- Written task
Reproduce the listing below, starting at its first line and ending at the line that contains "POLYGON ((154 236, 154", with both ends included. Leave the pictures out.

- Rows
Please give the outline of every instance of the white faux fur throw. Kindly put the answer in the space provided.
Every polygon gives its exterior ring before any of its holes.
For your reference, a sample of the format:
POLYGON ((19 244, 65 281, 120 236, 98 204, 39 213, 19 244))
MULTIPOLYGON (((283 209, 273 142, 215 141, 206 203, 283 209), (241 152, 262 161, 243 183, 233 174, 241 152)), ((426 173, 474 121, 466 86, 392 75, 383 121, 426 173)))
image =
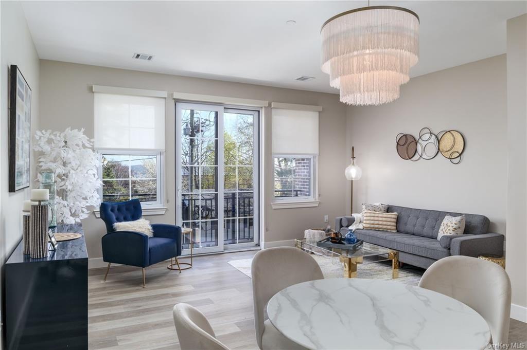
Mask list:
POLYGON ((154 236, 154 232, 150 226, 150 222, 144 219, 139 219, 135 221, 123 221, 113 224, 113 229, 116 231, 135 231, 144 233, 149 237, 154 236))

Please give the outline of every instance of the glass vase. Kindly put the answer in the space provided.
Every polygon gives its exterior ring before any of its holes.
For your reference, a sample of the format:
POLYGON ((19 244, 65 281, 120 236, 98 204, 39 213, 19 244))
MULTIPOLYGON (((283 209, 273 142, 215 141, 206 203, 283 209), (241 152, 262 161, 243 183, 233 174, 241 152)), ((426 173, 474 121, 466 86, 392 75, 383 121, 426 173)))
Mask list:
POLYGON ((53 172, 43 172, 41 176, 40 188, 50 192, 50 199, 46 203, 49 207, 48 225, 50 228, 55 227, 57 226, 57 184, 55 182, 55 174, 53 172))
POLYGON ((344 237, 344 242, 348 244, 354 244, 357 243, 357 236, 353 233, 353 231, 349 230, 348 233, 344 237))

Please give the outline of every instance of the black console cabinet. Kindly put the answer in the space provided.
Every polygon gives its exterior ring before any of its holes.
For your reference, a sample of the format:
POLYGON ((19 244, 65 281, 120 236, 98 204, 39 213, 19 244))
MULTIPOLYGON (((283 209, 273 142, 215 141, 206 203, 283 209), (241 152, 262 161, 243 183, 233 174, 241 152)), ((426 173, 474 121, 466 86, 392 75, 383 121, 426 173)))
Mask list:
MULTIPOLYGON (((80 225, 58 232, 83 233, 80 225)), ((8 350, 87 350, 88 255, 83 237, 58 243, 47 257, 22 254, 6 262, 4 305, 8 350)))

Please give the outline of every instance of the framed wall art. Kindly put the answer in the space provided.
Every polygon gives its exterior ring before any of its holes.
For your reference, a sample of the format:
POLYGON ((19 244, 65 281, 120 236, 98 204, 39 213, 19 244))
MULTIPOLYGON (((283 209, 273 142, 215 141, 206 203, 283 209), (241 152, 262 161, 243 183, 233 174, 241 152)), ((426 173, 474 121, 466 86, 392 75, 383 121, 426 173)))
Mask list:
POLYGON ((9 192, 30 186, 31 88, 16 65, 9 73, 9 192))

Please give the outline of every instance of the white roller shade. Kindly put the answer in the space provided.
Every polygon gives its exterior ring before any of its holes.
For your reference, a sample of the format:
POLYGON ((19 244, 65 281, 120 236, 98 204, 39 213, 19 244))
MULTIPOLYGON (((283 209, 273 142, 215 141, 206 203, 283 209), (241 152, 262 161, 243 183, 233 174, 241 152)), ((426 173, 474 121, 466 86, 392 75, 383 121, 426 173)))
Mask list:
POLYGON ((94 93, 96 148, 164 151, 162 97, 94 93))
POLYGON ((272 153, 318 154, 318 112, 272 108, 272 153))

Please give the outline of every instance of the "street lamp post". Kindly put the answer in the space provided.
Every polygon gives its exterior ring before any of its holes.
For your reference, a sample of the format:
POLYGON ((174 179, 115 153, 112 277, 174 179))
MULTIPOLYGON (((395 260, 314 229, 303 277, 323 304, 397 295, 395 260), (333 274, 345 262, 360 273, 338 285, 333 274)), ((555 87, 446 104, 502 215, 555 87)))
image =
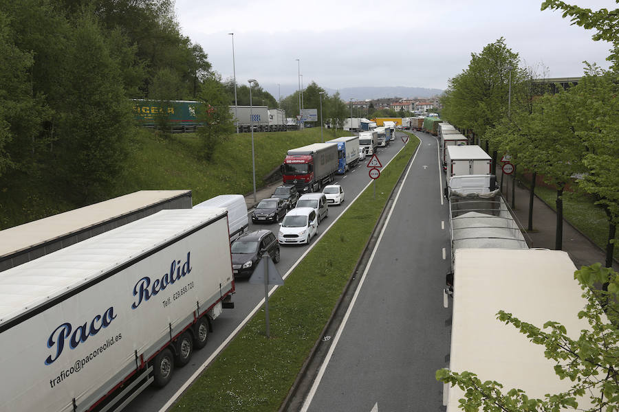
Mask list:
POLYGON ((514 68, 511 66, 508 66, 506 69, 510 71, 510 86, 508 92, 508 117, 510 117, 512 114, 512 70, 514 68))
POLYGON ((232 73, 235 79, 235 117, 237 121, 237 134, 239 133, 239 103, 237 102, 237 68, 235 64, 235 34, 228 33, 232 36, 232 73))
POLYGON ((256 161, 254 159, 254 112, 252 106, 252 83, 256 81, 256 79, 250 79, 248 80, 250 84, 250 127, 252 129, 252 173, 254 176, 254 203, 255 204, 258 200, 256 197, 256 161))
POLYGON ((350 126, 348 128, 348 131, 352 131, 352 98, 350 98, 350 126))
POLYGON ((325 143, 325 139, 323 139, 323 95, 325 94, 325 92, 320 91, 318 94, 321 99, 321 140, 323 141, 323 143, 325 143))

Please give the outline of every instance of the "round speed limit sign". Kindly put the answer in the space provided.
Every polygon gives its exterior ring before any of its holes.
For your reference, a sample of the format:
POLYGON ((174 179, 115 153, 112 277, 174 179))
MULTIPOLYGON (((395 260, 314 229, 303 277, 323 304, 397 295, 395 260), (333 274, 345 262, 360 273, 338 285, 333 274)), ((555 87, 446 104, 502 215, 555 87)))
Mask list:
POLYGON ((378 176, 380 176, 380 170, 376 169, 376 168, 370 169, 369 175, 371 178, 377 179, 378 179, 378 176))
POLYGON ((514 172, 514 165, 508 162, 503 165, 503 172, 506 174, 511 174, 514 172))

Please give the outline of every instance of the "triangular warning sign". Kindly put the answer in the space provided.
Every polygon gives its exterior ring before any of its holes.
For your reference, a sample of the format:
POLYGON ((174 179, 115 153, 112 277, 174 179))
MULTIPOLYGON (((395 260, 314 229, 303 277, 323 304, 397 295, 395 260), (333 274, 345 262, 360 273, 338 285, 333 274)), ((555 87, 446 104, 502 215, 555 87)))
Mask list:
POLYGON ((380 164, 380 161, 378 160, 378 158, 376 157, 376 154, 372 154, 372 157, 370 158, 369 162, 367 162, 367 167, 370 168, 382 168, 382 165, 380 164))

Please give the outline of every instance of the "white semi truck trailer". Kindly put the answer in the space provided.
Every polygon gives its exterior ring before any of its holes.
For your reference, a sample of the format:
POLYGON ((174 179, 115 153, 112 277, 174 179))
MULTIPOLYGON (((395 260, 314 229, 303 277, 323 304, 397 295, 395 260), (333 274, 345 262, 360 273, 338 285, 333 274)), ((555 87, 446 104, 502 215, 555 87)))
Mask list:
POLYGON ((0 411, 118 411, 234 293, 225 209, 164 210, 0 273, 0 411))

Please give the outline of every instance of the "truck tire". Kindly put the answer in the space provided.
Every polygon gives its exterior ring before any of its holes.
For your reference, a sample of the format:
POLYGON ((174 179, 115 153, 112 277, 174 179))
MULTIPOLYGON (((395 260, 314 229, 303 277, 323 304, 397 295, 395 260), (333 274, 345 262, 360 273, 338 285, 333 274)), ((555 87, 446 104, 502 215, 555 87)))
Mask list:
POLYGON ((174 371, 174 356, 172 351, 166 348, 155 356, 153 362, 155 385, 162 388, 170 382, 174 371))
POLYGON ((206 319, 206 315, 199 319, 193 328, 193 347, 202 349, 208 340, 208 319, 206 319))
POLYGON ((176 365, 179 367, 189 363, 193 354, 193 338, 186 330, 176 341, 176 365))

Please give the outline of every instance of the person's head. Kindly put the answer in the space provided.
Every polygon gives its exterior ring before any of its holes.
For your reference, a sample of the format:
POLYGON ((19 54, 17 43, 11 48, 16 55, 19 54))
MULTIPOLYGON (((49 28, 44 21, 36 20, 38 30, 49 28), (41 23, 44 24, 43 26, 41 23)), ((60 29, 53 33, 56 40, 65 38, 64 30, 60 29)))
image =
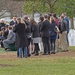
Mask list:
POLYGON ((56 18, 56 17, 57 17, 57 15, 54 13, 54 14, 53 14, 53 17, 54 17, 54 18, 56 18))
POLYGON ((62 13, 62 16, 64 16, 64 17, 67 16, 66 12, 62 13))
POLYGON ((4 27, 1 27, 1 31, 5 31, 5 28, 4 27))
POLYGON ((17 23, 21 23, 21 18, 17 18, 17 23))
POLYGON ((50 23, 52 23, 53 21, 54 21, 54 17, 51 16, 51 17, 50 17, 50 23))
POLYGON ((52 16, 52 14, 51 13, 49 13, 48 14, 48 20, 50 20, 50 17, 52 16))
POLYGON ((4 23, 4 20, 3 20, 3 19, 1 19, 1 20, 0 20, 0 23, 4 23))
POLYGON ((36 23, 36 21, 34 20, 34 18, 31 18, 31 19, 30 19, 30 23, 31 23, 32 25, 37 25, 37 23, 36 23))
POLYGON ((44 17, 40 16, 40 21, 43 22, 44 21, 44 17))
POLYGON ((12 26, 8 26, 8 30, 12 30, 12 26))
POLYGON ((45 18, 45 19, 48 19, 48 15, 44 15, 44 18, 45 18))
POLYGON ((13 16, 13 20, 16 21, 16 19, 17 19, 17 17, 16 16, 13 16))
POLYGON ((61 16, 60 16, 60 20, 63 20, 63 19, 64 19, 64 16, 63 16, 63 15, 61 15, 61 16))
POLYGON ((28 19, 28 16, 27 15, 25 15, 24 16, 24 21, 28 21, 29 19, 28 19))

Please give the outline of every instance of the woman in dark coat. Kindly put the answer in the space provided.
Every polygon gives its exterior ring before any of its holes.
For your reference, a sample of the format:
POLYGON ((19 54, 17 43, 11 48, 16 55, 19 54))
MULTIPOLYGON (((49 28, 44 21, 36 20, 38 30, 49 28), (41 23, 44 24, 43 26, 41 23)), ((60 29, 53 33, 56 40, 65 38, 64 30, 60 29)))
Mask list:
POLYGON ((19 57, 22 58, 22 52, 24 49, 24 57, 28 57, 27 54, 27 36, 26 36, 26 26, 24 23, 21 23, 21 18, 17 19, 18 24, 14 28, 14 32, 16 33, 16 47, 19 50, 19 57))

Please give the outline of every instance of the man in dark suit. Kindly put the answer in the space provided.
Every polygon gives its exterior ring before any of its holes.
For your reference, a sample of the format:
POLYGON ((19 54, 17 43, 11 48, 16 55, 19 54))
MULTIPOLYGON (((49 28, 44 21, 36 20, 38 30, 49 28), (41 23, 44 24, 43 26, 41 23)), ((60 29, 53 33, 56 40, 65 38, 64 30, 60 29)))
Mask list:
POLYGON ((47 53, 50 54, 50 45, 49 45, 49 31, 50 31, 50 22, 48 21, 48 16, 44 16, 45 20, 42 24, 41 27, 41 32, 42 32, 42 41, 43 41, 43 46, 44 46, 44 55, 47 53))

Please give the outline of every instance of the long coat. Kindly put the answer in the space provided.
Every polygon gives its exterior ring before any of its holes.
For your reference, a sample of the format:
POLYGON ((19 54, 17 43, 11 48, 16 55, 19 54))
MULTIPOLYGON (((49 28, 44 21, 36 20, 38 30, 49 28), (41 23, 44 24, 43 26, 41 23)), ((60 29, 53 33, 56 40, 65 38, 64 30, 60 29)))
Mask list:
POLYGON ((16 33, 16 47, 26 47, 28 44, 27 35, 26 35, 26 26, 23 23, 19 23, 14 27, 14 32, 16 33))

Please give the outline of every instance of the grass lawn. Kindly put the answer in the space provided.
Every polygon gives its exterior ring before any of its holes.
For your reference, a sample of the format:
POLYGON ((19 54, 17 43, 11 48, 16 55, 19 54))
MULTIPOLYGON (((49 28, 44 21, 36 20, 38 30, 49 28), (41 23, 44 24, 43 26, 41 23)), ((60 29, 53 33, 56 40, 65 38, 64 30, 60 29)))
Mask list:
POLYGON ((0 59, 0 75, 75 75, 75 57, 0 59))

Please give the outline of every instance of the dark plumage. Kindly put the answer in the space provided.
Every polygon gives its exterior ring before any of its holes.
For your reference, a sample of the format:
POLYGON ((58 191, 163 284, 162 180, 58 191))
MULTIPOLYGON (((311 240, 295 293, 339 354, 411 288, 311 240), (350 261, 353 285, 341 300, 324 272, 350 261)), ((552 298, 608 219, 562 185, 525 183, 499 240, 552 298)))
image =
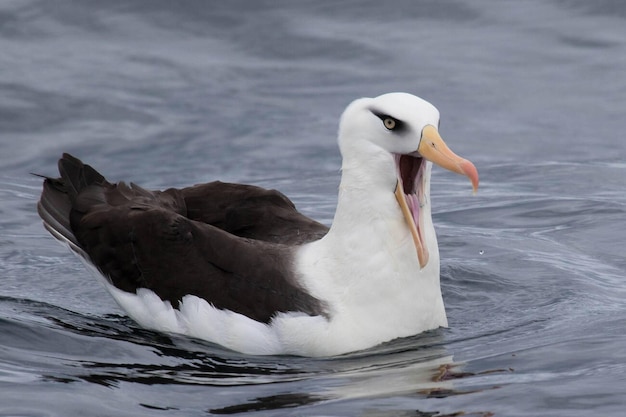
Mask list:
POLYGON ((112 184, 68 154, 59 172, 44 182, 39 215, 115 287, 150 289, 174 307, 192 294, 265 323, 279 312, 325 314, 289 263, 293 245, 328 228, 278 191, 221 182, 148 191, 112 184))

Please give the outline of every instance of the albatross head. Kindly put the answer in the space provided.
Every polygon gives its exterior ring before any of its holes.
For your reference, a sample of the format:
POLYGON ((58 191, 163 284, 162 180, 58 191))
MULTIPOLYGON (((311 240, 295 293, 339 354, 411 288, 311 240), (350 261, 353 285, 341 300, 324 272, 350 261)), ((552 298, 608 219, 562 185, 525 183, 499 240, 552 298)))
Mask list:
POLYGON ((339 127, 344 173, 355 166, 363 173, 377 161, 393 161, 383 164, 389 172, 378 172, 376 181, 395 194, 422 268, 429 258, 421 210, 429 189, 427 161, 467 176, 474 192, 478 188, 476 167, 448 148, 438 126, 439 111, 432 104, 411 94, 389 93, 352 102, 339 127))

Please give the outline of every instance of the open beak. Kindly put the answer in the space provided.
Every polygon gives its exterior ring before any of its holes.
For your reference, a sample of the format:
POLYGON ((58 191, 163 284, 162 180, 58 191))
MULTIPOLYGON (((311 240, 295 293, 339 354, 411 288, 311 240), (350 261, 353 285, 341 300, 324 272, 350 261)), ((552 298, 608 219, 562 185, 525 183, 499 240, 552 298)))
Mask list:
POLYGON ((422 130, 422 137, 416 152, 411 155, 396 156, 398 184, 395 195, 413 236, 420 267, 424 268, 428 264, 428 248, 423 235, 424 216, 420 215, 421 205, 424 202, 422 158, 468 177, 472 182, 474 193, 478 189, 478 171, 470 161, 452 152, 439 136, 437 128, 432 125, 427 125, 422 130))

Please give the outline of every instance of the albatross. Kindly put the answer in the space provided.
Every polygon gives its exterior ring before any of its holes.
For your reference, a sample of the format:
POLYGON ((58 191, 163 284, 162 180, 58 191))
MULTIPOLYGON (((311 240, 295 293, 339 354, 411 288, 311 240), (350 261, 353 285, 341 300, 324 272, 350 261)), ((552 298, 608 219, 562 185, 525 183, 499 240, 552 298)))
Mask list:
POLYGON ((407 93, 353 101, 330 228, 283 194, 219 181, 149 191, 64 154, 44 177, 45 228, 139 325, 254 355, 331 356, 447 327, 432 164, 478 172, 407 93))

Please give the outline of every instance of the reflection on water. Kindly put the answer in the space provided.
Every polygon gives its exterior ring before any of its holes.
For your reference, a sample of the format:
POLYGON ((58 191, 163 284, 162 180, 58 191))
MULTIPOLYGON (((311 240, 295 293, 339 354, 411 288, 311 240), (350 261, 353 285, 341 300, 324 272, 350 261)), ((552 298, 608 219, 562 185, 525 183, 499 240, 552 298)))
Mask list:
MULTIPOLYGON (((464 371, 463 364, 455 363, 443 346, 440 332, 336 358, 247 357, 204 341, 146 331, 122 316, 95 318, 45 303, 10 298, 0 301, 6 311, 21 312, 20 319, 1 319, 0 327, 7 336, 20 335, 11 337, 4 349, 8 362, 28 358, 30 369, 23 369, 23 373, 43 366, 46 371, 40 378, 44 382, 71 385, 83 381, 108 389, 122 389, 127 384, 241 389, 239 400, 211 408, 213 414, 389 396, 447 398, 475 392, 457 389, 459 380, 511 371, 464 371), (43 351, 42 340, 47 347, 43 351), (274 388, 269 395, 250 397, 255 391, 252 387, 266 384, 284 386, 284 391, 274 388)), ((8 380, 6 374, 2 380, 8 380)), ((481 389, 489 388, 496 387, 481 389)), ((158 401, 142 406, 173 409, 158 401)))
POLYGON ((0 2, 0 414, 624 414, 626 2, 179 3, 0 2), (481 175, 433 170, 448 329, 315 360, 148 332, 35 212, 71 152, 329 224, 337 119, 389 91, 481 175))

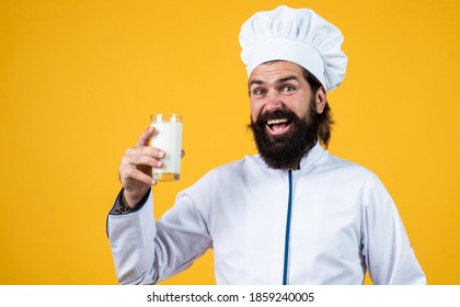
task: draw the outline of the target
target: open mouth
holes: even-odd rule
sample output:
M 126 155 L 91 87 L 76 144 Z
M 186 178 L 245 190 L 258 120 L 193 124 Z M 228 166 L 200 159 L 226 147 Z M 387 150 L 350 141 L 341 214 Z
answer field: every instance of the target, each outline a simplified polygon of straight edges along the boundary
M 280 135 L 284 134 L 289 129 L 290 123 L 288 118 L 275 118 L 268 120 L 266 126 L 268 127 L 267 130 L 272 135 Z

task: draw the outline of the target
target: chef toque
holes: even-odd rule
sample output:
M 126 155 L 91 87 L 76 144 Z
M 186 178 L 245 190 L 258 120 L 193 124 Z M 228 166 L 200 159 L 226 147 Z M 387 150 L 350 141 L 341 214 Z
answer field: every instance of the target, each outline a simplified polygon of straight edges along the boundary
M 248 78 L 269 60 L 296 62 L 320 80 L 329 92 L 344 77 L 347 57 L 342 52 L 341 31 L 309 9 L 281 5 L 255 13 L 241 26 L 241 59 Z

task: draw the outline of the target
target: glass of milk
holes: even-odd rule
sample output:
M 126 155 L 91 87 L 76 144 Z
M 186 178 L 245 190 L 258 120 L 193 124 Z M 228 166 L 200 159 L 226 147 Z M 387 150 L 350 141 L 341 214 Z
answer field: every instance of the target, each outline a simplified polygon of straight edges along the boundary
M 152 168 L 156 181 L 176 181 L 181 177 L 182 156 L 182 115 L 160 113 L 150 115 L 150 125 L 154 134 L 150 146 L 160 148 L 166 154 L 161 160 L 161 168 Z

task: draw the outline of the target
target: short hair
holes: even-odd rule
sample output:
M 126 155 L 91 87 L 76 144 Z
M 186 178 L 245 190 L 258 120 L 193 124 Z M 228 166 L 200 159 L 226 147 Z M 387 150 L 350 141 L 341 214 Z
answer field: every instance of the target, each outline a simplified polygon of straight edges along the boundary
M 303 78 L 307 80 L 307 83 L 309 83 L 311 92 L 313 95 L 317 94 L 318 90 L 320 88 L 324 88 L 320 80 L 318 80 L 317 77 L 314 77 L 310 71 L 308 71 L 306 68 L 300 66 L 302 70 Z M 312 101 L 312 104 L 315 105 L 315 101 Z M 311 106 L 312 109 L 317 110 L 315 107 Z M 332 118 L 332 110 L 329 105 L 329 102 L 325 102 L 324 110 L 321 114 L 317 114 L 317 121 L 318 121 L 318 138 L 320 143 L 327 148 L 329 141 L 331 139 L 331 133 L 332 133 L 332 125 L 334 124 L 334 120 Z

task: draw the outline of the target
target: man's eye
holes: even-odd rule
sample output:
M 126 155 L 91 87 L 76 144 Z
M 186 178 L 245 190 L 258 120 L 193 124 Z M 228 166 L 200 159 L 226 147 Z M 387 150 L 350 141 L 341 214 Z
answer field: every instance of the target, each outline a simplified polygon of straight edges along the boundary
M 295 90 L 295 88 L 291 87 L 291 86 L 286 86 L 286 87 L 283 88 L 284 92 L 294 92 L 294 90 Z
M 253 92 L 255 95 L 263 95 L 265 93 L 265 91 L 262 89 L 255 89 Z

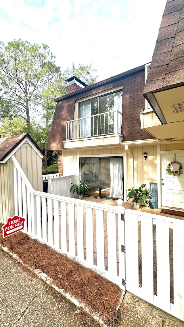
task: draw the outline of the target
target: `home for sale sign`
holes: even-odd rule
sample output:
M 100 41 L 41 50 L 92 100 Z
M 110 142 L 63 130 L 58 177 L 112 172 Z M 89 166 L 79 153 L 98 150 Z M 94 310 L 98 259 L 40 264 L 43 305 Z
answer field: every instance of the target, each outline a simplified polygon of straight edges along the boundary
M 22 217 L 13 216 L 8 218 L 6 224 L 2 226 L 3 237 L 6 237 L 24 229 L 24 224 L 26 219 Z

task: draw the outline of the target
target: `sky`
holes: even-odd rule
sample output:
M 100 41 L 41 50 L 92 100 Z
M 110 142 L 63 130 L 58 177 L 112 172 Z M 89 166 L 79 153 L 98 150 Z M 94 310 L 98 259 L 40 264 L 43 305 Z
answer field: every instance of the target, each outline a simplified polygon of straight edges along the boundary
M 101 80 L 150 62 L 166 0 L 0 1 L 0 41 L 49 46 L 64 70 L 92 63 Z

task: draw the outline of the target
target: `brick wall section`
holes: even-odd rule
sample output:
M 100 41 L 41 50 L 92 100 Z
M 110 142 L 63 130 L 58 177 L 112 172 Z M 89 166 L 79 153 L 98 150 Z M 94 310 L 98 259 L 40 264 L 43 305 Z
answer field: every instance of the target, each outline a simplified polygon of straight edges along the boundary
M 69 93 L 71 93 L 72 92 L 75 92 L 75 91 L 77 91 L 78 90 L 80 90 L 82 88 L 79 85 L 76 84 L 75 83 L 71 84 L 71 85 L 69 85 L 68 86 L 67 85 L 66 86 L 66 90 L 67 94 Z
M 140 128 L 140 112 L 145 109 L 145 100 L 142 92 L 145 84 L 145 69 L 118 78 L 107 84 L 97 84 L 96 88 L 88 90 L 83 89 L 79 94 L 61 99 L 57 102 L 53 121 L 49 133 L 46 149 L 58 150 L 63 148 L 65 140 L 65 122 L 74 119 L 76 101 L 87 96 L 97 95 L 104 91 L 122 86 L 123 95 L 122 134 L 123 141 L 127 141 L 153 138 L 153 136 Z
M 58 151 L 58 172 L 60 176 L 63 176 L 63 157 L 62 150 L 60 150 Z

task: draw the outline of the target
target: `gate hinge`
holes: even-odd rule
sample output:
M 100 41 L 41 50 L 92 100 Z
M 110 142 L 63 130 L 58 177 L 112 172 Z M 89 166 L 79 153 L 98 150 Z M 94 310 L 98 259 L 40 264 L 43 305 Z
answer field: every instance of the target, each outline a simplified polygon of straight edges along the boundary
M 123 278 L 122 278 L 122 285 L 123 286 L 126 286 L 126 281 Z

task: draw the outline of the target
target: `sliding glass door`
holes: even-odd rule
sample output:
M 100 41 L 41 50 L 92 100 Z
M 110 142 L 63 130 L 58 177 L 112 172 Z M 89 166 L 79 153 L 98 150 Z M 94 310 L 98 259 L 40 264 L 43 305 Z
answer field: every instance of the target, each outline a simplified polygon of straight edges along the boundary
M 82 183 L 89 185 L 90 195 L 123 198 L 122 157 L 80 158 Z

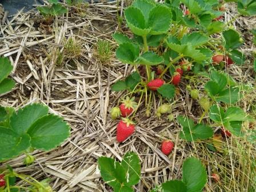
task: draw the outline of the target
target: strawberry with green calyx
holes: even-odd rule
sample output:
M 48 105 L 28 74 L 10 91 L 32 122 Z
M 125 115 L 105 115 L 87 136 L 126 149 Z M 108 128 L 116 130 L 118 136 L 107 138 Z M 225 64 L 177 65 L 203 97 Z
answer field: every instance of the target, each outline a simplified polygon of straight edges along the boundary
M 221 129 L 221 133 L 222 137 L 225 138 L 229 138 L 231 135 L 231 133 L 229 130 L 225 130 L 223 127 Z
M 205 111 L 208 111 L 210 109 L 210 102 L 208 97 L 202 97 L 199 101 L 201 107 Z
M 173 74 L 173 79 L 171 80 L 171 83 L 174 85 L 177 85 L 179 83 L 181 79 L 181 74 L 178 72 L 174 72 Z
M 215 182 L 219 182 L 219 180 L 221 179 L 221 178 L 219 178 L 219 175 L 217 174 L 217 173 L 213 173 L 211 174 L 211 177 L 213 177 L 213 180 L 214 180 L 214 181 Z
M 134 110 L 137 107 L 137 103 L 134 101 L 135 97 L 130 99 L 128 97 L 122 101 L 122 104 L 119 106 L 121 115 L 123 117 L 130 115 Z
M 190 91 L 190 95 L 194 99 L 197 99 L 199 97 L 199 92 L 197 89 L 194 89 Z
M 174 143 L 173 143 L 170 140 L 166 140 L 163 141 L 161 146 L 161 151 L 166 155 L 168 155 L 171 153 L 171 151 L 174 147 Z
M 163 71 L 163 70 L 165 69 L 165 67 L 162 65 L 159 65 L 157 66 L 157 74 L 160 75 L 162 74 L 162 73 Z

- Output for this task
Please give the outline of every instance of the white faux fur throw. Kindly put the answer in the space provided.
Every polygon gives its exterior ring before any of its holes.
For your reference, a sample of the format:
POLYGON ((19 244, 65 281, 120 236, 98 204, 39 213, 19 244))
MULTIPOLYGON (((283 209, 273 142, 215 141, 206 203, 283 209), (241 152, 262 161, 243 183, 233 174, 241 152)), ((426 173, 474 121, 466 86, 392 75, 383 121, 426 173)))
image =
Mask list:
POLYGON ((154 236, 154 232, 150 226, 150 222, 144 219, 139 219, 135 221, 123 221, 113 224, 113 229, 116 231, 135 231, 144 233, 149 237, 154 236))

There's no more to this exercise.